# WHAT IS BEING ASKED
Retype the listing below exactly, beginning with the line that contains "of the bush" and continuing through the line that contains "Target: bush", with both of those lines included.

# DATA EXCERPTS
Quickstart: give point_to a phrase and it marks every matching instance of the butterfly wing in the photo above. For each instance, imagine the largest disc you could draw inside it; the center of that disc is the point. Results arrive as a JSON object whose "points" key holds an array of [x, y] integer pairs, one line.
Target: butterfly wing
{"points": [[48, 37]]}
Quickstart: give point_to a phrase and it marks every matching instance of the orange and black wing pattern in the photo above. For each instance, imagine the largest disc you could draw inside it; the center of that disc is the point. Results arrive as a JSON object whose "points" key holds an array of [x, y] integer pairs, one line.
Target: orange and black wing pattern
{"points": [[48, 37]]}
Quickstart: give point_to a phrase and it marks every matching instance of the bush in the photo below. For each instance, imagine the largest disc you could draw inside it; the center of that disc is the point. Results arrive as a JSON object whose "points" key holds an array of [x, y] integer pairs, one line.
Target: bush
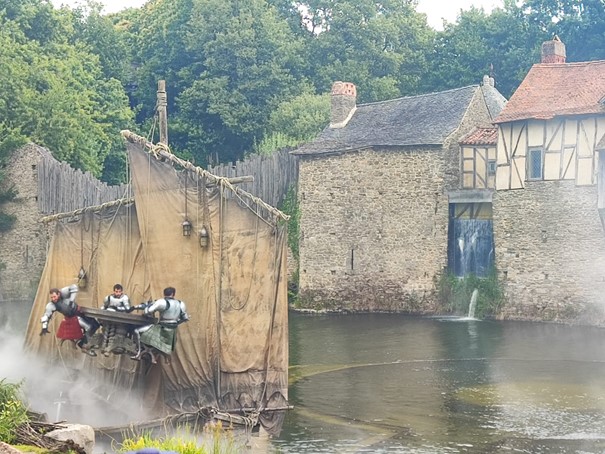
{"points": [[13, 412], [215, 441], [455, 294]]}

--

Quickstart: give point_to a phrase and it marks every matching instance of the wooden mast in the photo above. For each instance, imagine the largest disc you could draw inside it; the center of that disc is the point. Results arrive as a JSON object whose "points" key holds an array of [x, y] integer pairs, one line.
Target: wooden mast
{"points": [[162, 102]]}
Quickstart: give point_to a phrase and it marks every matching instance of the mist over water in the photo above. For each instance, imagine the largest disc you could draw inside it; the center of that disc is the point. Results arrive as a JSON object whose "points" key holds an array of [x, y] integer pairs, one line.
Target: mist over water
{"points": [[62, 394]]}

# FULL OUTPUT
Quickstart: give point_to a phrase and it marks every matching instance of the bush in the photo below. For each instance, imagine the largest disc you could draw inside it; the center of that disc is the point. Results arrive as a JSON object whose "points" key holds an array of [x, y] integer pairs, one line.
Target: bush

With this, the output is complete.